Evaluating Agents: Benchmarks and What They Actually Measure

Why Benchmarks Matter

Building an agent is the easy part. Knowing whether it actually works — and whether it works better than the previous version — is the hard part. Benchmarks provide standardised, reproducible tests that let you compare agent performance across models, architectures, and prompt strategies without relying on vibes.

But benchmarks are not oracles. They measure specific capabilities under controlled conditions, and those conditions may not match your production workload. Understanding what each benchmark measures — and what it misses — is as important as understanding its scores.

The Major Agent Benchmarks

SWE-bench

What it tests: Real-world software engineering — resolving GitHub issues in open-source Python repositories.

(Region pointing data)

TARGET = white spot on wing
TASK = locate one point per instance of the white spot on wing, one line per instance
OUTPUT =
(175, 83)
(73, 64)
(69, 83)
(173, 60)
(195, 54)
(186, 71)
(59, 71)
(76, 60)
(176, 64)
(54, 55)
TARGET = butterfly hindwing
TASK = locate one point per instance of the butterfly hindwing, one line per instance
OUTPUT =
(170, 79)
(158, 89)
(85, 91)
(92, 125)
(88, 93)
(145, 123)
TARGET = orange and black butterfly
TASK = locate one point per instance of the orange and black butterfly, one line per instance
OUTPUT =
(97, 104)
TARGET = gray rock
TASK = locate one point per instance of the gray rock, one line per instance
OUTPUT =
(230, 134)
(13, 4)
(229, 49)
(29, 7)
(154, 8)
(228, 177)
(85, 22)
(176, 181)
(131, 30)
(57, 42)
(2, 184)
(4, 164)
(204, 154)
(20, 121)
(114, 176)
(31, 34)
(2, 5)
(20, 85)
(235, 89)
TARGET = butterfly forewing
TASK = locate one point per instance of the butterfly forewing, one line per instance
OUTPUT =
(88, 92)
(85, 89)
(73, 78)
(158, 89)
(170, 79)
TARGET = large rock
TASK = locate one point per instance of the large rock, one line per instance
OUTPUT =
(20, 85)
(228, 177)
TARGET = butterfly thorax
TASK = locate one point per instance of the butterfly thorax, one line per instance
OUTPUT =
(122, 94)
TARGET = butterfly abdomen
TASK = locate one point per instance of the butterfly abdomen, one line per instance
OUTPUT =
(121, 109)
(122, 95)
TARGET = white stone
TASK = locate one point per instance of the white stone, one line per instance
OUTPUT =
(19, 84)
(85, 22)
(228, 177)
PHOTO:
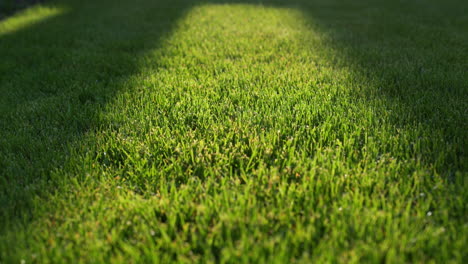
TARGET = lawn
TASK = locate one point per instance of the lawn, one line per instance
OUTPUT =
(248, 131)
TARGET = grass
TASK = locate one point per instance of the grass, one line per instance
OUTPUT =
(234, 131)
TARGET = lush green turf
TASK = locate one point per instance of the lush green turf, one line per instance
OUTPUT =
(234, 131)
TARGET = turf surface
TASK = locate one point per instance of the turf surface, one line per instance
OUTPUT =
(234, 132)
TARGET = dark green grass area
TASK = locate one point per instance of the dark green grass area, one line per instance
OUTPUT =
(234, 131)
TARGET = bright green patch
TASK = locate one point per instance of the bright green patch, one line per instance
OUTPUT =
(234, 131)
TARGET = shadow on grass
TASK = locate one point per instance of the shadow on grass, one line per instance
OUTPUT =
(57, 75)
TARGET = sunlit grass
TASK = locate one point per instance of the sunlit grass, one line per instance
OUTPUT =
(154, 131)
(28, 17)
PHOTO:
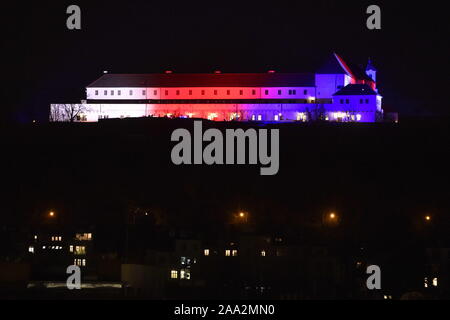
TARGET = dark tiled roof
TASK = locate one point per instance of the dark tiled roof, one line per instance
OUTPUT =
(206, 80)
(356, 90)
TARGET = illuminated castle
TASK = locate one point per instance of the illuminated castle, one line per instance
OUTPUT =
(336, 92)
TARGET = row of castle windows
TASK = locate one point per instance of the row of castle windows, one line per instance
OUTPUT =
(361, 101)
(241, 92)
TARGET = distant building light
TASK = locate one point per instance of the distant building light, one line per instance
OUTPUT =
(435, 282)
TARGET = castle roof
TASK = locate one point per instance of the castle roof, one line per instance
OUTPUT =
(356, 90)
(205, 80)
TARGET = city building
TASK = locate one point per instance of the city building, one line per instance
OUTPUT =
(336, 92)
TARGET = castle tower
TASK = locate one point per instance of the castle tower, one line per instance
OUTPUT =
(371, 71)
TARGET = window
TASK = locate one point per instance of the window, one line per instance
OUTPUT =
(83, 236)
(185, 274)
(80, 250)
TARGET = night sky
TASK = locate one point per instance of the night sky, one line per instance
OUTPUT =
(44, 62)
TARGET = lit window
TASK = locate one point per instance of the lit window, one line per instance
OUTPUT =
(185, 274)
(434, 282)
(80, 250)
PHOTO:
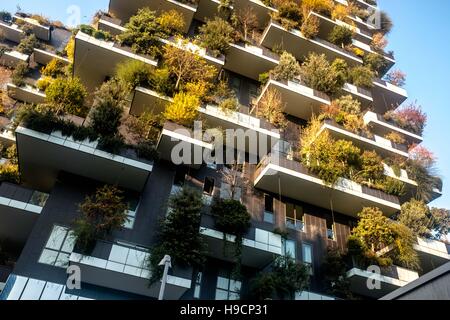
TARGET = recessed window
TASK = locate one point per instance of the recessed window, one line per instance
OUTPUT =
(58, 248)
(294, 217)
(227, 288)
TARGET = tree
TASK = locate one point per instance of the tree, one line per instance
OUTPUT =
(271, 108)
(287, 69)
(183, 110)
(246, 21)
(187, 66)
(341, 36)
(142, 32)
(27, 44)
(415, 215)
(108, 106)
(216, 35)
(179, 236)
(133, 73)
(100, 215)
(67, 95)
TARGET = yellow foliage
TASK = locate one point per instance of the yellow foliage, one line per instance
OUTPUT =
(184, 109)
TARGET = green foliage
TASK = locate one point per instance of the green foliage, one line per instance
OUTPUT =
(19, 74)
(216, 35)
(27, 44)
(54, 69)
(287, 69)
(318, 74)
(179, 236)
(361, 76)
(108, 108)
(183, 110)
(67, 95)
(100, 215)
(142, 32)
(341, 36)
(133, 73)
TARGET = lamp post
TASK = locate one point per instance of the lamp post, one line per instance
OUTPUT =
(166, 262)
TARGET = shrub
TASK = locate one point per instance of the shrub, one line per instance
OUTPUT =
(171, 22)
(67, 95)
(310, 27)
(27, 44)
(287, 69)
(183, 110)
(55, 68)
(361, 76)
(19, 74)
(133, 73)
(216, 35)
(318, 74)
(341, 36)
(142, 32)
(179, 234)
(100, 215)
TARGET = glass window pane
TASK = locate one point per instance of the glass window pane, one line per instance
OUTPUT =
(222, 283)
(56, 238)
(221, 294)
(48, 257)
(307, 253)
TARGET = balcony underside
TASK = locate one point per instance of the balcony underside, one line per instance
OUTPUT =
(245, 62)
(95, 60)
(123, 10)
(299, 101)
(41, 171)
(306, 188)
(294, 42)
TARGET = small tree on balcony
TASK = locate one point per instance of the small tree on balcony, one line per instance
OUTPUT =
(100, 215)
(216, 35)
(183, 110)
(287, 69)
(67, 95)
(179, 234)
(271, 108)
(187, 66)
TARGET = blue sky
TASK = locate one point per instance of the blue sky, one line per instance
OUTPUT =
(419, 40)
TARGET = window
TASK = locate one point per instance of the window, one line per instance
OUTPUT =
(268, 209)
(294, 217)
(58, 248)
(307, 256)
(227, 289)
(288, 248)
(198, 283)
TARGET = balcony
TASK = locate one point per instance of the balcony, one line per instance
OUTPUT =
(60, 153)
(294, 42)
(299, 100)
(387, 96)
(11, 31)
(250, 61)
(390, 279)
(95, 59)
(298, 183)
(258, 246)
(327, 25)
(124, 10)
(432, 253)
(41, 32)
(261, 11)
(122, 267)
(19, 210)
(179, 144)
(385, 148)
(381, 127)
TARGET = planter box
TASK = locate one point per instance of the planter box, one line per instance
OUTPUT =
(12, 58)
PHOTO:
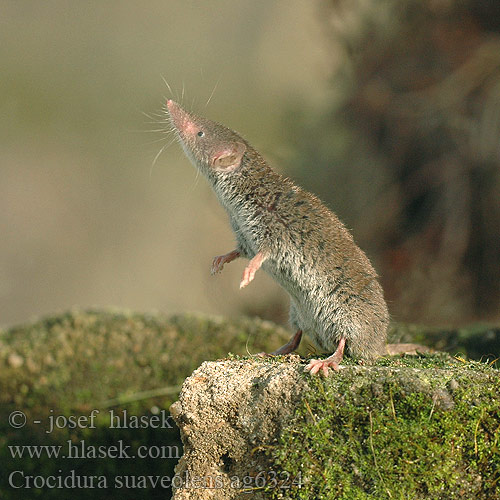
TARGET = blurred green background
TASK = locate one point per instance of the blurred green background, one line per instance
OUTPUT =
(388, 110)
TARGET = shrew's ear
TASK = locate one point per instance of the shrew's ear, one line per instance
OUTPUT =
(229, 158)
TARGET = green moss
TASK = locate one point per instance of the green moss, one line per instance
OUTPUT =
(69, 364)
(432, 431)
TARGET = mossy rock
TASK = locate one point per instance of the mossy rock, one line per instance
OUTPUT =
(70, 364)
(479, 341)
(414, 427)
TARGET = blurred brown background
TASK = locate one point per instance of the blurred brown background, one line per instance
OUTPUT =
(388, 110)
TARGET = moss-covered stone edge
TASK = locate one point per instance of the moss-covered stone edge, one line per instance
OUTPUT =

◆ **Exercise tasks**:
(A) Answer these from the article on agent benchmarks:
(i) Across which three things do benchmarks let you compare agent performance?
(ii) What does the article call the hard part of working with agents?
(iii) What does SWE-bench test?
(B) Write the next part of the article on agent benchmarks, picking up after its final line about what SWE-bench tests.

◆ **Exercise responses**:
(A)
(i) Models, architectures, and prompt strategies.
(ii) Knowing whether an agent actually works, and whether it works better than the previous version.
(iii) Real-world software engineering: resolving GitHub issues in open-source Python repositories.

(B)
Each instance in SWE-bench is a real issue + a gold patch (the pull request that fixed it). The agent receives the issue description, the repository codebase, and must produce a patch that makes the repository's test suite pass.

Property	Value
Release year	2023
Task count	2,294 (SWE-bench Verified: 500)
Success metric	% of issues with passing tests after agent patch
Difficulty	Very high — top agents score ~20–50% on Verified
Required capabilities	Code reading, multi-file editing, test execution

# Install and run SWE-bench
pip install swebench

# Evaluate a set of agent predictions
python -m swebench.harness.run_evaluation \
    --dataset_name princeton-nlp/SWE-bench_Verified \
    --predictions_path ./my_agent_predictions.jsonl \
    --max_workers 4 \
    --run_id my_experiment_01

Note: SWE-bench Verified is the recommended subset. The full SWE-bench contains some issues with ambiguous or incorrect gold patches. The Verified split was manually reviewed to ensure issue quality.

HumanEval

What it tests: Python function synthesis from docstrings. The model reads a function signature + docstring and must complete the implementation.

# Example HumanEval problem
def has_close_elements(numbers: List[float], threshold: float) -> bool:
    """
    Check if in given list of numbers, are any two numbers closer to each
    other than given threshold.
    >>> has_close_elements([1.0, 2.0, 3.0], 0.5)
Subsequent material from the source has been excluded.